Texte extrait:
────────────────

Pour Assia, force de la nature ayant toujours peur de manquer mais tellement séduisant, allant toujours de l'avant malgré les drames dus à l'antisémitisme et la guerre, les invasions, le régime totalitaire soviétique, « l'éducation était la seule chose qui comptait car la seule chose qu'on pouvait emporter avec soi s'il fallait partir rapidement ». Il en savait quelque chose ...
Ce récit familial m'a particulièrement émue. J'y ai découvert des foules de points communs avec ma propre saga familiale : cette jeune femme a décidé de publier le récit que son grand-père avait écrit à l'âge de 80 ans, exactement comme j'ai retranscrit jadis le récit de mon père pour que son souvenir demeure.
D'autres points communs : malgré sept années de plus – mon père était de 1910 - Assia s'est marié avec Sima en janvier 1932, quelques jours seulement après le mariage de mes parents. Ils ont eu deux filles avec une grande différence d'âge. La plus jeune, Marie-Hélène, est née en 1947, quelques mois après ma naissance …
Et cette femme, mon mari l'a connue, a travaillé avec elle – ou plus exactement contre elle car c'est une nature forte. .. Je la comprends mieux aujourd'hui en lisant l'histoire de sa famille.

────────────────

Données répertoriées:
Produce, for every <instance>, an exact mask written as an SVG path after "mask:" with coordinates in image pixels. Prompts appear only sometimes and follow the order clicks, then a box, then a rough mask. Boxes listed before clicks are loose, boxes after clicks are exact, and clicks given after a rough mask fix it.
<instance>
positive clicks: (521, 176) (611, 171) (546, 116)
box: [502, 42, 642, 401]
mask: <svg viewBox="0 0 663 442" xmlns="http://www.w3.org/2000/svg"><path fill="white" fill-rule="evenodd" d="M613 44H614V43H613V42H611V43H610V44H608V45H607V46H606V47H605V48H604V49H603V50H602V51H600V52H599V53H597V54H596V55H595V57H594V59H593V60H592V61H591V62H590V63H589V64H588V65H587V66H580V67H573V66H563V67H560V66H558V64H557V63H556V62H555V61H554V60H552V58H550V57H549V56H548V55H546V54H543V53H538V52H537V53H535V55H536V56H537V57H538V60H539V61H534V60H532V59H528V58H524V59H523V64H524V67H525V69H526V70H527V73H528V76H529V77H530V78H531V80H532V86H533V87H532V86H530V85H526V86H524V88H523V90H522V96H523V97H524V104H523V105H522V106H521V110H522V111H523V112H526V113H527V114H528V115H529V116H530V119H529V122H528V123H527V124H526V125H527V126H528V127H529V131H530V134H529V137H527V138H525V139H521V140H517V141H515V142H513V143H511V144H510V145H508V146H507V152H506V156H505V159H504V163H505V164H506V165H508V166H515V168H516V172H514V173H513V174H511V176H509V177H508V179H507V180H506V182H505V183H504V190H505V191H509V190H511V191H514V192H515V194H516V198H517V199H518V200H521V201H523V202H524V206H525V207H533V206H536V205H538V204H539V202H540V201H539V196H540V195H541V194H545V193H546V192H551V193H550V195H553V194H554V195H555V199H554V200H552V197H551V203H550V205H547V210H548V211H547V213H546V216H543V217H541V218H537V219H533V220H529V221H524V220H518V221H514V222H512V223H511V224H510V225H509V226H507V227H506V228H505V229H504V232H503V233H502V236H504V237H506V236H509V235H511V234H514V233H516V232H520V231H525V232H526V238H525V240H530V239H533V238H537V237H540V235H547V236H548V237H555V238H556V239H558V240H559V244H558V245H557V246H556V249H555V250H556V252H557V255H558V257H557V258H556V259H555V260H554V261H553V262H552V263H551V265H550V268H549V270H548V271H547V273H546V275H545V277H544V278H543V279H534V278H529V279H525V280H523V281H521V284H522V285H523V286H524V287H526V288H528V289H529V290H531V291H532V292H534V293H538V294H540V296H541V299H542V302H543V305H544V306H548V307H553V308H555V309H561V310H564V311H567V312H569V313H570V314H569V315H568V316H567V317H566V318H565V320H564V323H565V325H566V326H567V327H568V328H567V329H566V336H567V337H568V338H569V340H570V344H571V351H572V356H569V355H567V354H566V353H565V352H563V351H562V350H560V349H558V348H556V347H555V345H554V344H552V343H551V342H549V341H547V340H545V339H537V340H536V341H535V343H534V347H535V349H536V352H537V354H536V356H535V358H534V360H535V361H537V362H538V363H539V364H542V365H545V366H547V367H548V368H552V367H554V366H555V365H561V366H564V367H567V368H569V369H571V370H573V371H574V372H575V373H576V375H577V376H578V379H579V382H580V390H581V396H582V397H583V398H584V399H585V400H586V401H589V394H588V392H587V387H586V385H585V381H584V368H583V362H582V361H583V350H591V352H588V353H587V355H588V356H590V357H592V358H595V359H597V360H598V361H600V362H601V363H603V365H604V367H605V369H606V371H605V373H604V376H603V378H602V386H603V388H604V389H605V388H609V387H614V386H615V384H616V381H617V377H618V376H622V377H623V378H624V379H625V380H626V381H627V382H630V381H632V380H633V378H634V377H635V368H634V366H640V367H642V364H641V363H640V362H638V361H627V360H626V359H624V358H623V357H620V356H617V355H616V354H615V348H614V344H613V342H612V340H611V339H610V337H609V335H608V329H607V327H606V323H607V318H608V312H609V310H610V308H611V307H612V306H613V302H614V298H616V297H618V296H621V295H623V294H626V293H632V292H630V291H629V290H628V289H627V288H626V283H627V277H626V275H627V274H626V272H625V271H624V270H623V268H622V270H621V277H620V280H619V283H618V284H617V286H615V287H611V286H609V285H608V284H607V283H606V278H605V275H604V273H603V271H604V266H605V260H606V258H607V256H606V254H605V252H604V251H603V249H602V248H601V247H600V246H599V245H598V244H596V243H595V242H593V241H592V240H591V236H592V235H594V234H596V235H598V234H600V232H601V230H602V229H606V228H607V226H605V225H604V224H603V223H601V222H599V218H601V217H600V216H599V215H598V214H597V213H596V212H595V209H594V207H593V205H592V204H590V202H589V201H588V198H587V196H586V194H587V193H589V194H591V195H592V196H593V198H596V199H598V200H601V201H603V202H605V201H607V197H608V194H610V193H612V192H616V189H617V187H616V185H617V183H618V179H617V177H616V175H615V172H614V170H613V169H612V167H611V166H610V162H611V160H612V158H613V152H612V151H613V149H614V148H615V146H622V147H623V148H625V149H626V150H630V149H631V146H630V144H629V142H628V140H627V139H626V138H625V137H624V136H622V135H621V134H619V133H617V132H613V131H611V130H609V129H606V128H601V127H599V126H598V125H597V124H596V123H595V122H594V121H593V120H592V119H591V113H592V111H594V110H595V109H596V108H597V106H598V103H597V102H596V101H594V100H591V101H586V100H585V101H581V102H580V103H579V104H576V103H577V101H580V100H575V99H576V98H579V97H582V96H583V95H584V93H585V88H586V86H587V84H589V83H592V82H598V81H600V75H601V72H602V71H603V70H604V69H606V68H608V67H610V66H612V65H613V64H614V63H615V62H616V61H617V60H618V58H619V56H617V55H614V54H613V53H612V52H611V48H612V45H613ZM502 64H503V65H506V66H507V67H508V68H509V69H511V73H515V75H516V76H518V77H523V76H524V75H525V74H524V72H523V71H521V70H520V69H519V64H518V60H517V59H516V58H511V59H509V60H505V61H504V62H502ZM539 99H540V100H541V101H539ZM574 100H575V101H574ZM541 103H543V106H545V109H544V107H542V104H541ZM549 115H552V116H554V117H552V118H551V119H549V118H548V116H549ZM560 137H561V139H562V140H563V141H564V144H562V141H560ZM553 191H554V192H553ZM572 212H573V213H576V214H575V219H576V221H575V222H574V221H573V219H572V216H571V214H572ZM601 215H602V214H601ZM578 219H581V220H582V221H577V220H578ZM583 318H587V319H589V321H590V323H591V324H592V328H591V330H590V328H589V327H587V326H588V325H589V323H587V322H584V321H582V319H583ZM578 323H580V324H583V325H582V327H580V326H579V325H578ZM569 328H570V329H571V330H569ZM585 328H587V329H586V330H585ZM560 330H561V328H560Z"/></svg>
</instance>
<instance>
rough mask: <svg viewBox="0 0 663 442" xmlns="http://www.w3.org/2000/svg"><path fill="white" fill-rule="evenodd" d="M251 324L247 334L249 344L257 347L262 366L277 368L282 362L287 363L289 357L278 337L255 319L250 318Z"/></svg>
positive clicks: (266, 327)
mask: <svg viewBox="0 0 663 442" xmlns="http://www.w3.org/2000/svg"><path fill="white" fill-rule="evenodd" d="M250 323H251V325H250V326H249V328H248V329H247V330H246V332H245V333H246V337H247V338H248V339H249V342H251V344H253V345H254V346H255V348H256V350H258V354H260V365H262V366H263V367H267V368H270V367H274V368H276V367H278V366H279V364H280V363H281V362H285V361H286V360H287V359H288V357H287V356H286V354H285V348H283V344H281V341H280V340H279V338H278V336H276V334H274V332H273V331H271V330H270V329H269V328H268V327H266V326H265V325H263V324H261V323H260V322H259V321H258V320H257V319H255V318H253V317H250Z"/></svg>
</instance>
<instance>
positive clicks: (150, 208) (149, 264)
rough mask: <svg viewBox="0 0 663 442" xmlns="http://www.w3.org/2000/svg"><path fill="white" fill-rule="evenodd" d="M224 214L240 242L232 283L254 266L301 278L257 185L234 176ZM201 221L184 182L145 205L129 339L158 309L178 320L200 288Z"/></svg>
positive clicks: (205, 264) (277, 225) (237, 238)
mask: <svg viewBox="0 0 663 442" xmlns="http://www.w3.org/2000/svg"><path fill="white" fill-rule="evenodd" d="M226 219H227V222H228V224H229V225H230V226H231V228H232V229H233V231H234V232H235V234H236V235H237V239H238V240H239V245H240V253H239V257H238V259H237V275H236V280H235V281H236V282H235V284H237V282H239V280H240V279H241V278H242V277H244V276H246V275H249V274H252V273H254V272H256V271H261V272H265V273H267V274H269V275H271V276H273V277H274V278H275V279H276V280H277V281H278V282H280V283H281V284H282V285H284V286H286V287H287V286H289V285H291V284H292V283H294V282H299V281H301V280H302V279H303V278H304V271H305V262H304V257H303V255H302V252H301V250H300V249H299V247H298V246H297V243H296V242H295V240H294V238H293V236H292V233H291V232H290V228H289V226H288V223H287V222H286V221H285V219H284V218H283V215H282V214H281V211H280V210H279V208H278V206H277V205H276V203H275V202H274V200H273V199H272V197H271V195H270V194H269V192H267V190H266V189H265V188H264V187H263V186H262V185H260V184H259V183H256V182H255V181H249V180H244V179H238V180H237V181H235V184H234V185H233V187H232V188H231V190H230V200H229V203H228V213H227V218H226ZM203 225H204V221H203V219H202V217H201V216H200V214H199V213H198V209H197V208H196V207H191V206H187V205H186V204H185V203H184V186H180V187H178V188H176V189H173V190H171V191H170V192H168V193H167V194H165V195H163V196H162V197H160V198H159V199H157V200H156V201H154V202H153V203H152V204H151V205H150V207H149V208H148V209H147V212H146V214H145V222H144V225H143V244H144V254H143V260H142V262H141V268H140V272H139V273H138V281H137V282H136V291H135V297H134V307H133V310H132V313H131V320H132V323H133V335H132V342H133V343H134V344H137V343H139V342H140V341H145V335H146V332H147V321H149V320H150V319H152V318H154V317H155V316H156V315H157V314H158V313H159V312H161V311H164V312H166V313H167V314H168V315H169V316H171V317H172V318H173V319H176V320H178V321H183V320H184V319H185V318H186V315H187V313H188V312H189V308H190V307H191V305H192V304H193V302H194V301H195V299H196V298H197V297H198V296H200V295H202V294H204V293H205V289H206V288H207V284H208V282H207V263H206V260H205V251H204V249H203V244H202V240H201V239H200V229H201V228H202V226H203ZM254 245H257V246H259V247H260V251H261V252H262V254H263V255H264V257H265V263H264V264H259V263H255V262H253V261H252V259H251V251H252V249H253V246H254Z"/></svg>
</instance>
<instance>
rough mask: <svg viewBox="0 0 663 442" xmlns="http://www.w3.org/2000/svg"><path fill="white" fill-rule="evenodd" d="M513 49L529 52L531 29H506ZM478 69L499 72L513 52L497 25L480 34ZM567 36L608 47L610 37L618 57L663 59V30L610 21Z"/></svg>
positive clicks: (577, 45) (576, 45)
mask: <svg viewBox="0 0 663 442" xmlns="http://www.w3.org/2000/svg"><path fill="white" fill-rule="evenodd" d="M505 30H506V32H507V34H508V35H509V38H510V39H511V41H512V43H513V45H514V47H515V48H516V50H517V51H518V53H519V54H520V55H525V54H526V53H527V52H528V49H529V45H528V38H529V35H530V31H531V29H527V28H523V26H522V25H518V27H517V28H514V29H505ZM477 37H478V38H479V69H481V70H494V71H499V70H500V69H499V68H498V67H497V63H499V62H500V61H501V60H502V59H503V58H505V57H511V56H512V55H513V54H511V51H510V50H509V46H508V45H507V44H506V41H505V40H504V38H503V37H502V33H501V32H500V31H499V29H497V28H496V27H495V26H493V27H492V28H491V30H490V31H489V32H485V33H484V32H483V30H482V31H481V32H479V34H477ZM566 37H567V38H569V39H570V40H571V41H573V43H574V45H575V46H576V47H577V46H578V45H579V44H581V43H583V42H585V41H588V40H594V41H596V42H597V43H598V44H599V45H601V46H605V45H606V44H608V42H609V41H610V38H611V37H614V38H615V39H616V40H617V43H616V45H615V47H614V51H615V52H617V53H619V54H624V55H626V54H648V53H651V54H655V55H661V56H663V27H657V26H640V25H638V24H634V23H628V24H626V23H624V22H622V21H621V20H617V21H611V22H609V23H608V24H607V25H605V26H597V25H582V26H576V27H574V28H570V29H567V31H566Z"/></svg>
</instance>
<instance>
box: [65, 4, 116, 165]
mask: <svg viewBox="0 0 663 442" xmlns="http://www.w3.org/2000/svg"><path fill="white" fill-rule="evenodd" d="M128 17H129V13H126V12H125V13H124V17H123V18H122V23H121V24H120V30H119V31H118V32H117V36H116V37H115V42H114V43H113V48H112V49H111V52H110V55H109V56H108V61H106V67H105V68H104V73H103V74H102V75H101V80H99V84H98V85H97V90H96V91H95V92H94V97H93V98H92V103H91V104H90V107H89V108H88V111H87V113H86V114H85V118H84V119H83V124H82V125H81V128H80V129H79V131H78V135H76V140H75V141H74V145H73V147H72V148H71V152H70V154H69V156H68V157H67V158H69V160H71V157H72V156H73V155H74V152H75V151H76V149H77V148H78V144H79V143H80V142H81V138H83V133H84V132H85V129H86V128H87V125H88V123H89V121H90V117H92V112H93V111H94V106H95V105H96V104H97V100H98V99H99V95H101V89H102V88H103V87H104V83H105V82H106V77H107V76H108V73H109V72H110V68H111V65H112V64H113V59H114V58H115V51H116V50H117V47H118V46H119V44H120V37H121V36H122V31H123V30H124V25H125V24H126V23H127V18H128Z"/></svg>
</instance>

────────────────

Tâches à réaliser:
1. D'après l'extrait, en quel mois et quelle année Assia s'est-il marié avec Sima ?
2. Renvoyez, s'il vous plaît, le passage de l'extrait allant de « Ce récit familial » jusqu'à « de sa famille. » inclus.

Solutions des exercices:
1. En janvier 1932.

2.
Ce récit familial m'a particulièrement émue. J'y ai découvert des foules de points communs avec ma propre saga familiale : cette jeune femme a décidé de publier le récit que son grand-père avait écrit à l'âge de 80 ans, exactement comme j'ai retranscrit jadis le récit de mon père pour que son souvenir demeure.
D'autres points communs : malgré sept années de plus – mon père était de 1910 - Assia s'est marié avec Sima en janvier 1932, quelques jours seulement après le mariage de mes parents. Ils ont eu deux filles avec une grande différence d'âge. La plus jeune, Marie-Hélène, est née en 1947, quelques mois après ma naissance …
Et cette femme, mon mari l'a connue, a travaillé avec elle – ou plus exactement contre elle car c'est une nature forte. .. Je la comprends mieux aujourd'hui en lisant l'histoire de sa famille.